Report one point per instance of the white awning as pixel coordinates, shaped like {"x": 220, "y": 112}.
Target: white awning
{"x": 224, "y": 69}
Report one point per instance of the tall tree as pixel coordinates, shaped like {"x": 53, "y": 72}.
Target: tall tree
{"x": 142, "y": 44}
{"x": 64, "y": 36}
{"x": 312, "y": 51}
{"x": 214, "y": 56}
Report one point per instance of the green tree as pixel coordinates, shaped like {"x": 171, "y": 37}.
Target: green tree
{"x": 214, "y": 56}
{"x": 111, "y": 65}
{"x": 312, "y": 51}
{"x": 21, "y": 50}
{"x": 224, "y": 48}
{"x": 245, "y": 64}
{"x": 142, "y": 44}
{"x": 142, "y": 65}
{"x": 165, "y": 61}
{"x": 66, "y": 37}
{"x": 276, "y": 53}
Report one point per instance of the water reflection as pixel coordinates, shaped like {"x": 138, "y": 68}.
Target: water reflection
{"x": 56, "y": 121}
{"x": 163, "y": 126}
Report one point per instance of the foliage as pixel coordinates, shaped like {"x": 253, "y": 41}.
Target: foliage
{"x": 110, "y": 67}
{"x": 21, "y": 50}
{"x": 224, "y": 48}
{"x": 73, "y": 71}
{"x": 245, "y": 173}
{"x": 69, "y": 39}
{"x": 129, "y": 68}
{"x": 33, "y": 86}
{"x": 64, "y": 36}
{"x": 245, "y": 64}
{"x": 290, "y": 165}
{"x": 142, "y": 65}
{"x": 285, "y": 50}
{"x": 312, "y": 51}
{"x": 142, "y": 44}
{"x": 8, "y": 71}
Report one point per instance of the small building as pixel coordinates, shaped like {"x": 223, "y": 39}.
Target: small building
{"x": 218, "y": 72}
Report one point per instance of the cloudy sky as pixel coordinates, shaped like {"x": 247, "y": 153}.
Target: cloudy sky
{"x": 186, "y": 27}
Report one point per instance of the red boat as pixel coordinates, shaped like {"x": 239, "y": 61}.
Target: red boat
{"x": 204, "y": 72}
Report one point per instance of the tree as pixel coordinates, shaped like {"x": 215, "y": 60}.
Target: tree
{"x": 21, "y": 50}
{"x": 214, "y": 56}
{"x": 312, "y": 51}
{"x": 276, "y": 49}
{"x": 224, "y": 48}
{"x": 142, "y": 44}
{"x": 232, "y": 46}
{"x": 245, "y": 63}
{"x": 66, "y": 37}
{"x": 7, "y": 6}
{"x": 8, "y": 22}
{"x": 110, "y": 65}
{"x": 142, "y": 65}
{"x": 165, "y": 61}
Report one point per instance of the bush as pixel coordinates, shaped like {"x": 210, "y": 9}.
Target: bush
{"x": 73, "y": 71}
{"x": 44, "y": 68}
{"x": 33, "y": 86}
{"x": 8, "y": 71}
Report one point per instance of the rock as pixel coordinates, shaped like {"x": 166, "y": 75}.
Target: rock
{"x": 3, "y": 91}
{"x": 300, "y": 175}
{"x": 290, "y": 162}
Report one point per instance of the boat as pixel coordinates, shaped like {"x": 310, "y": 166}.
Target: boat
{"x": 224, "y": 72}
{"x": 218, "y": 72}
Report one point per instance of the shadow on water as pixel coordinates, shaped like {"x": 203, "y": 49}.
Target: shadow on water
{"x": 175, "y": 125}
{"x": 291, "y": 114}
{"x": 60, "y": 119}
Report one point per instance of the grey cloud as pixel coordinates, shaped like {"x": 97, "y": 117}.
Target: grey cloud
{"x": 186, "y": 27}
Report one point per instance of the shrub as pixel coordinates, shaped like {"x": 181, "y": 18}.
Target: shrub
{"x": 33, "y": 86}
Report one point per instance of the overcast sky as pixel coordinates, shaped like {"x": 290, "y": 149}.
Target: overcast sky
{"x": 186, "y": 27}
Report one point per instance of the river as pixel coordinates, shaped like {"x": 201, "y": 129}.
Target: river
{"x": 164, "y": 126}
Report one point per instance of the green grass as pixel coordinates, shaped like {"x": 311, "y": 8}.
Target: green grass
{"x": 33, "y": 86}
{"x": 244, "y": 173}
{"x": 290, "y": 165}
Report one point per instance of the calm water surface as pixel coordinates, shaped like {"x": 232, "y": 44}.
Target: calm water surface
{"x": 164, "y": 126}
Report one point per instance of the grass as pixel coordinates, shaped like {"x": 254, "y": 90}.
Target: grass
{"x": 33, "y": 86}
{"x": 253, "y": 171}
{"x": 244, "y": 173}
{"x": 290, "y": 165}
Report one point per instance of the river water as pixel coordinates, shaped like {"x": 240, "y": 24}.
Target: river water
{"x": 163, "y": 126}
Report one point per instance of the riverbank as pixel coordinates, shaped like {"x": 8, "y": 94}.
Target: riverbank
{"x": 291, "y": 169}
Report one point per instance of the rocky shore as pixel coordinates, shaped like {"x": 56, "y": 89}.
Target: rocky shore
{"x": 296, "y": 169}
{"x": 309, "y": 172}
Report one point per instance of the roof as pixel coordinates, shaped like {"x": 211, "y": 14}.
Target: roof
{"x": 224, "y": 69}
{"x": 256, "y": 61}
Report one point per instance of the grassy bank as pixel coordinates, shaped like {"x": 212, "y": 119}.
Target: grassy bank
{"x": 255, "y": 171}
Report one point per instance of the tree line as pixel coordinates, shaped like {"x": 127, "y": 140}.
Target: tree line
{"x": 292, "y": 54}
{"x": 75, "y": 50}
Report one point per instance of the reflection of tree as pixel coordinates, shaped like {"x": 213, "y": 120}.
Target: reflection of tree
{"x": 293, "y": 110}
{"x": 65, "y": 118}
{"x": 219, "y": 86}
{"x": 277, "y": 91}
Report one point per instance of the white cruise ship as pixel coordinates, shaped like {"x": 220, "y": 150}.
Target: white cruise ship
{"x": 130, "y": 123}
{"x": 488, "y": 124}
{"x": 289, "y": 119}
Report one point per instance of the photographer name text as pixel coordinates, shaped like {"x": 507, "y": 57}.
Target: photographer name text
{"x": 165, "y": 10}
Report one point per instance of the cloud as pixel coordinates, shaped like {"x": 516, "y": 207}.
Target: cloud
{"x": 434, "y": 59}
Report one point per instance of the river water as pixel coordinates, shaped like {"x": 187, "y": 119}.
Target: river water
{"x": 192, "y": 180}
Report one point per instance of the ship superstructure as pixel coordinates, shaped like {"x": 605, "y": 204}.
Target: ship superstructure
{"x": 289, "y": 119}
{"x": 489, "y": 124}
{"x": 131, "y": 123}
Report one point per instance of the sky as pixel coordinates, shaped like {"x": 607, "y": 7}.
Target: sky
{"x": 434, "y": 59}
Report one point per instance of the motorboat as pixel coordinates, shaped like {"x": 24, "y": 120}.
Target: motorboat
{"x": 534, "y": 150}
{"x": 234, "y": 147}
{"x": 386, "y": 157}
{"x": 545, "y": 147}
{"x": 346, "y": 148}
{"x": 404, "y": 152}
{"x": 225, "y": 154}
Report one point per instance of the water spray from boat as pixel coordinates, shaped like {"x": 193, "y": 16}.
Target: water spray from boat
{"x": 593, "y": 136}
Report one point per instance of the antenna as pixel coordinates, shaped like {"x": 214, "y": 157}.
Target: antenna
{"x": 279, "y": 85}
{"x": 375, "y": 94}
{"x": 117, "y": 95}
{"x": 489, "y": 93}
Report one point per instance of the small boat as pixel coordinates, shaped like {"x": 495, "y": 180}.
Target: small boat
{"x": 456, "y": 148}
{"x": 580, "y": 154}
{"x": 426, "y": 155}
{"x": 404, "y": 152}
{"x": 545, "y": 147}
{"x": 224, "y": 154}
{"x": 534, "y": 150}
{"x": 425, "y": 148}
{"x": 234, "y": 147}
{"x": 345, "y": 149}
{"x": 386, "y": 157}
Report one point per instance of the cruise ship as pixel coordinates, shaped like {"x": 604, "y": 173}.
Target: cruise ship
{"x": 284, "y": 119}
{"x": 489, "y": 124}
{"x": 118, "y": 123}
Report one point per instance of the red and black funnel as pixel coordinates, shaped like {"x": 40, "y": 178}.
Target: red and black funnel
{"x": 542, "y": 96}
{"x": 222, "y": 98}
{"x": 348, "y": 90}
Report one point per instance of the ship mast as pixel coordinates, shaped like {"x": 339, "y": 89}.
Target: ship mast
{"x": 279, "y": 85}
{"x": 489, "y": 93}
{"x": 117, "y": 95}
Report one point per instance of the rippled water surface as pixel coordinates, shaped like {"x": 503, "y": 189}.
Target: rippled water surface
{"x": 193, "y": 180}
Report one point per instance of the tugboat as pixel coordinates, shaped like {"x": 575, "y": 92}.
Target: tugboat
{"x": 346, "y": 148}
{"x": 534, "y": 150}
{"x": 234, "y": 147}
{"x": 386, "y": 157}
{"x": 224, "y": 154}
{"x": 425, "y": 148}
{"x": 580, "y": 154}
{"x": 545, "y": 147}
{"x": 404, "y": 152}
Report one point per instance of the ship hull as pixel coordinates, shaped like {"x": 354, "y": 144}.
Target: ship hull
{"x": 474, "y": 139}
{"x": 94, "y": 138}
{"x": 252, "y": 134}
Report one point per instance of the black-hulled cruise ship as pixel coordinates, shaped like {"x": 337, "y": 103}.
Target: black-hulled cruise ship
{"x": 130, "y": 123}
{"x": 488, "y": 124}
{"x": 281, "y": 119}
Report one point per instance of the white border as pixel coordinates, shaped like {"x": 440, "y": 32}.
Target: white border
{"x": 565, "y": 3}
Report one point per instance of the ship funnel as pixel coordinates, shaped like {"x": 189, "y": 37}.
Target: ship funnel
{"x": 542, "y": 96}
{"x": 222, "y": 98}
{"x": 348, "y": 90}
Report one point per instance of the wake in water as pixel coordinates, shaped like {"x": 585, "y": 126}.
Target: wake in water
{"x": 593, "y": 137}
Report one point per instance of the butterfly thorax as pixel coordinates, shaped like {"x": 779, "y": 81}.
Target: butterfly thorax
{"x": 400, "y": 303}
_____
Short problem =
Every line from the one containing "Report one point per instance of the white border" through the end of the entries above must be echoed exactly, with both ends kept.

Exercise answer =
Report one point per instance of the white border as pixel coordinates, shaped like {"x": 440, "y": 32}.
Target: white border
{"x": 565, "y": 3}
Report one point per instance of the ship funnel as pixel coordinates, shaped like {"x": 189, "y": 37}.
Target: ship funnel
{"x": 542, "y": 96}
{"x": 222, "y": 98}
{"x": 348, "y": 90}
Report one point per instance of the wake in water as pixel coordinates, shaped like {"x": 585, "y": 126}.
Target: wake in water
{"x": 593, "y": 137}
Report one point per instance of the butterfly thorax as pixel coordinates, shaped like {"x": 779, "y": 81}.
Target: butterfly thorax
{"x": 400, "y": 303}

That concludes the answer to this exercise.